(THE EXERCISE) Recast the data below, from its first line through the line holding "pixel 169 86" (both included), as a Markdown table with a column Index for the row number and a column Text for the line. Leave out blank lines.

——

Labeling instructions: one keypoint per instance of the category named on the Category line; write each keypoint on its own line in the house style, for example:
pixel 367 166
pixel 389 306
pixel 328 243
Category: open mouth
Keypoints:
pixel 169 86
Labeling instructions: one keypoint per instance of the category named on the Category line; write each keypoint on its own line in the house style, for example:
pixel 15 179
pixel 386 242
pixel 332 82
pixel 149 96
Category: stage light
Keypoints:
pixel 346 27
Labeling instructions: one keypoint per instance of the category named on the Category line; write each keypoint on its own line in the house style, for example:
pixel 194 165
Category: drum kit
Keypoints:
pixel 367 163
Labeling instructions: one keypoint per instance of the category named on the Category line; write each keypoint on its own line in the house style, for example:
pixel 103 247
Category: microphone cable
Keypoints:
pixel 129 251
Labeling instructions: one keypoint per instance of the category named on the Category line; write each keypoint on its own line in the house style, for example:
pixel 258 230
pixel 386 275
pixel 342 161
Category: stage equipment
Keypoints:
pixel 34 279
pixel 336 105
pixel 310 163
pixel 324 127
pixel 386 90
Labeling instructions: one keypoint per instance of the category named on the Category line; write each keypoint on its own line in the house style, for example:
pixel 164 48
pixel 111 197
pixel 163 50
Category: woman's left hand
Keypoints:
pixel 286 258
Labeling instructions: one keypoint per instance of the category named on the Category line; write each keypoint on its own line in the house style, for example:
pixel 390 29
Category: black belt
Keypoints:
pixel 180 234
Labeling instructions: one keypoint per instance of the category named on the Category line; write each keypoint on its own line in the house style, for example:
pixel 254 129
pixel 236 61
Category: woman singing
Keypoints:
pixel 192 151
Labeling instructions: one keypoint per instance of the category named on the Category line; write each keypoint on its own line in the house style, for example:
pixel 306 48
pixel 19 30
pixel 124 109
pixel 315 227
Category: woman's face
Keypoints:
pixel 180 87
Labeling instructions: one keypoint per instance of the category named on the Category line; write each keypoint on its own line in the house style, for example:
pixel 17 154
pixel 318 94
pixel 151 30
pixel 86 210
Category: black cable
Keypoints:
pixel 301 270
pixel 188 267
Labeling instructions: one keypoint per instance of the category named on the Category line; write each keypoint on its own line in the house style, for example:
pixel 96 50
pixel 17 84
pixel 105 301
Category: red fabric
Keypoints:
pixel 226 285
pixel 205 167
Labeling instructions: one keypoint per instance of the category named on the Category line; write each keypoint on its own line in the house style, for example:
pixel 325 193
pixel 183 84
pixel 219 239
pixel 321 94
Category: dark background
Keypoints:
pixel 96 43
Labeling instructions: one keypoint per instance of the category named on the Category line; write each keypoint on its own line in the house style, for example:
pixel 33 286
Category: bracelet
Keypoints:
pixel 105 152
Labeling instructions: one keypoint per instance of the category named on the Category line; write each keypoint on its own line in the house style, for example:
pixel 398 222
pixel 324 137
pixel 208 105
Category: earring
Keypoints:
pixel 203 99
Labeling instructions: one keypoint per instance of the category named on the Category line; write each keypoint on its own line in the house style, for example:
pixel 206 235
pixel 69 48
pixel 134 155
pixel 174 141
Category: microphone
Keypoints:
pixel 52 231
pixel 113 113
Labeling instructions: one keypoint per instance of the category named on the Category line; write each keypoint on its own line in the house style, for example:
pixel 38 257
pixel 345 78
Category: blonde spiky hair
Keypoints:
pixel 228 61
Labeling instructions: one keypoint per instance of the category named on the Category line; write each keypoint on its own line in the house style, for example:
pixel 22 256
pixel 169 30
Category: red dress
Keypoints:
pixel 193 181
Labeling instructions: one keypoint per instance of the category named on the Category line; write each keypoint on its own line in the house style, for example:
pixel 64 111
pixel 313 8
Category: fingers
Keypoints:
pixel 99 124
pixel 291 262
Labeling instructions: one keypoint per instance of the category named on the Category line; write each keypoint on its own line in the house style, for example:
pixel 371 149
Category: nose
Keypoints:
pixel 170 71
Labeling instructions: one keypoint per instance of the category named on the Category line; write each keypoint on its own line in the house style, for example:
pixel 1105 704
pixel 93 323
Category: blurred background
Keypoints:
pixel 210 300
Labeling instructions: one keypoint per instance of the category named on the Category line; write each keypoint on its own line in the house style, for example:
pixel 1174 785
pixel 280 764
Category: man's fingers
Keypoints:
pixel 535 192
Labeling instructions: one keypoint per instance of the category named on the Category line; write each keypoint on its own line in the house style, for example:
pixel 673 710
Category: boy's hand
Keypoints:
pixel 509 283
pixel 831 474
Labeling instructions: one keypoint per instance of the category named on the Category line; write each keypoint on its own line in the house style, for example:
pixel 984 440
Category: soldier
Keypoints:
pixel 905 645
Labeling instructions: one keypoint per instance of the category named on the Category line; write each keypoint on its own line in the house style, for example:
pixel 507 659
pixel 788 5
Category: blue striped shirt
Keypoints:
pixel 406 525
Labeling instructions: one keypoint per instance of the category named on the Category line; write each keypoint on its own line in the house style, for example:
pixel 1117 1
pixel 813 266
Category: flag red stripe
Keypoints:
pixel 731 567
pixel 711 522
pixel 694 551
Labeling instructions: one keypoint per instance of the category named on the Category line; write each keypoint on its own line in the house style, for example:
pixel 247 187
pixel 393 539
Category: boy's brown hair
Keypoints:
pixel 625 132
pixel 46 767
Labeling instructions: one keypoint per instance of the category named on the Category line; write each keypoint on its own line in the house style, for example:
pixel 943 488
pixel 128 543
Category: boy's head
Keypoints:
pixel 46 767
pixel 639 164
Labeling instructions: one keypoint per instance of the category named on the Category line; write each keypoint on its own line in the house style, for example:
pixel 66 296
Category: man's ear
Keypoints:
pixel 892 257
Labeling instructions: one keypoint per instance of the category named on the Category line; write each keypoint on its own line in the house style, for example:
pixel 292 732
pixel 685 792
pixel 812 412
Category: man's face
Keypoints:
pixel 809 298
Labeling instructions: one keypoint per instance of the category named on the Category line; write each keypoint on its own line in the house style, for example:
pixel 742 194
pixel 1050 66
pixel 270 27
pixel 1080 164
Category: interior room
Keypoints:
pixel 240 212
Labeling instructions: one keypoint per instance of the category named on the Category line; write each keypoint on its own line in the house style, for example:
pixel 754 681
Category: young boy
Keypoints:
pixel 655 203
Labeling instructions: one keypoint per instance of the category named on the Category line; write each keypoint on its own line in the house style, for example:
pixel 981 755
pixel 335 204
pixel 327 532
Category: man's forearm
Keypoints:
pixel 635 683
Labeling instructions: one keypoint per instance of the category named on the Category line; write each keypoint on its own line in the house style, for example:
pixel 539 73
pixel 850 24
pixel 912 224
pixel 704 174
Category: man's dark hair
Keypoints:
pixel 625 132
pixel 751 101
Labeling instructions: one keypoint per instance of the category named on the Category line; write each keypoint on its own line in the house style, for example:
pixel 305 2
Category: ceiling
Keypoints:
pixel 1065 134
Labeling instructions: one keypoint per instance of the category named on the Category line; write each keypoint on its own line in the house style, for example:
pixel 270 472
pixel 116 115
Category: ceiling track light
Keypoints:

——

(RESPONSE)
| Index | Text |
|---|---|
| 1 | Labeling instructions: one keypoint per instance of the category named on the Category line; write each keypoint on its own line in the house style, for example: |
| 2 | pixel 367 166 |
| 3 | pixel 389 306 |
| 4 | pixel 328 243 |
| 5 | Category: open mouth |
| 6 | Keypoints: |
| 7 | pixel 169 86 |